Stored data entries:
Segment Open

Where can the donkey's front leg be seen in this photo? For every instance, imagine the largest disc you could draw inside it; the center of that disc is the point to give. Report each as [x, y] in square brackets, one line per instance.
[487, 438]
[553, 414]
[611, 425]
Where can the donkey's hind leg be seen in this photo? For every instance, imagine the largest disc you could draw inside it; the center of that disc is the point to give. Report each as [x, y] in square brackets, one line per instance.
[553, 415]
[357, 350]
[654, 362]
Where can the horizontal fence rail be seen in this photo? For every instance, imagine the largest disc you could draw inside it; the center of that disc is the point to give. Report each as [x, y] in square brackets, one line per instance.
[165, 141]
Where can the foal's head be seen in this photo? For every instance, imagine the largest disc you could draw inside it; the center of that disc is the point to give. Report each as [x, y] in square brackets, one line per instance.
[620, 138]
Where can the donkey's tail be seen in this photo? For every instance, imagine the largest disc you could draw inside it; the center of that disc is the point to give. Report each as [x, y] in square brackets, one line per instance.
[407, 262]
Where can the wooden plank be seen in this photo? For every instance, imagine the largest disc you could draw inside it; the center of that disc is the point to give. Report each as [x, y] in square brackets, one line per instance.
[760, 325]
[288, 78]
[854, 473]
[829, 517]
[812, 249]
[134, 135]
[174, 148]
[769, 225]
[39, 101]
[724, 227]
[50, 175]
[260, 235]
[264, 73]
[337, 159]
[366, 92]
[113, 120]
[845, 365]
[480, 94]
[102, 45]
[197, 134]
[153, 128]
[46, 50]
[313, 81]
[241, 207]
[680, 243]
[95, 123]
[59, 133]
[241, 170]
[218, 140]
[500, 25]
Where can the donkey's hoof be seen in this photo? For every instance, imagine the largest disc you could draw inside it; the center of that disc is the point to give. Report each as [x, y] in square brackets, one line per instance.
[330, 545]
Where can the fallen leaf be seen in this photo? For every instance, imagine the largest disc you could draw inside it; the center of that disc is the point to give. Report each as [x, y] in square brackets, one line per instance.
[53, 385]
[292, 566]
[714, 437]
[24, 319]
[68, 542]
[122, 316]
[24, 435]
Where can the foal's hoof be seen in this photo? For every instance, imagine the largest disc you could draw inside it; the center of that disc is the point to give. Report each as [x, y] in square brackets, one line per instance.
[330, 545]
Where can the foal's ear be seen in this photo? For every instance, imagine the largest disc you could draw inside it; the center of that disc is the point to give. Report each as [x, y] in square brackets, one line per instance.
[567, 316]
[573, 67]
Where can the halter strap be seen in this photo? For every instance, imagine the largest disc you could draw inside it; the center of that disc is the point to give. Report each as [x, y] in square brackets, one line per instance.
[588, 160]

Segment Closed

▶ _What to produce_
The records given above are to be repeated in full, exactly.

▶ _Response to the exercise_
Where can the donkey's front leg be seen in this photo? For every instance, imagine the largest disc you could draw inside it; the center of that disc is the point to give. Report each as [x, y] in square brackets, one line per instance.
[487, 438]
[553, 414]
[611, 425]
Where can the donkey's hind leg be seen in this photo? For every instance, imagine the largest disc you could draw inside it; the center of that disc is the point to give. Report each as [x, y] in square brackets, one line per instance.
[553, 415]
[357, 350]
[654, 362]
Where can the horizontal fence rail be seen in this photo? For every instance, imagine the largest disc you could draw inside it; the center of that disc is the point to give. Report each as [x, y] in square brackets, one line per instance.
[165, 141]
Where can the foal's head be seen in this photo? For every instance, imagine the largest disc you could draw inside it; the center of that disc is the point to give. Report each as [x, y] in square brackets, one line per instance.
[620, 138]
Where can the donkey's tail be seen in this photo? For every instance, imagine the largest disc you could draw inside it; the center of that disc is the point to give. Report each as [x, y] in square brackets, one line per instance.
[407, 262]
Where can the wooden plank be seen in this photo? For every instance, imagine the largest disc you could draw inside it; the center of that disc is the point to give. Report each as [x, y] in square brackets, one line per instance.
[760, 325]
[288, 78]
[854, 473]
[829, 517]
[812, 249]
[134, 135]
[174, 148]
[769, 225]
[39, 101]
[724, 227]
[50, 175]
[260, 235]
[264, 73]
[337, 159]
[366, 92]
[113, 120]
[845, 365]
[480, 94]
[102, 45]
[197, 134]
[153, 128]
[46, 50]
[313, 81]
[241, 207]
[680, 243]
[95, 123]
[59, 133]
[241, 170]
[218, 140]
[500, 25]
Where can the donkey's hoof be seen in this photo? For every instance, imagine the largest disc you could draw inside it; the center of that disc is the point to give. Report each as [x, y] in square brackets, one line per instance.
[330, 545]
Where can the fallen leaf be seen in this photo? For every instance, imagine the largest disc you could draw inside it; the center of that disc is the point to give. Report each as [x, y] in square brackets, one line per instance.
[53, 385]
[292, 566]
[714, 437]
[24, 319]
[68, 542]
[122, 316]
[24, 435]
Where can the foal's hoof be seen in this photo? For every instance, imagine the largest disc you could draw inside it; the center of that disc is the point to give. Report each as [x, y] in square brackets, one line per instance.
[330, 545]
Where can the foal's ear be seen in this photo? For every instance, imagine the largest disc you could draw inside it; the center of that disc is the point to give. Report each as [x, y] in square brackets, one line per instance.
[567, 316]
[573, 67]
Where can the halter strap be seen in this photo? For every instance, imagine the largest disc you could draw inside it; the center of that disc is the point to give. Report each as [x, y] in square brackets, one line per instance.
[588, 160]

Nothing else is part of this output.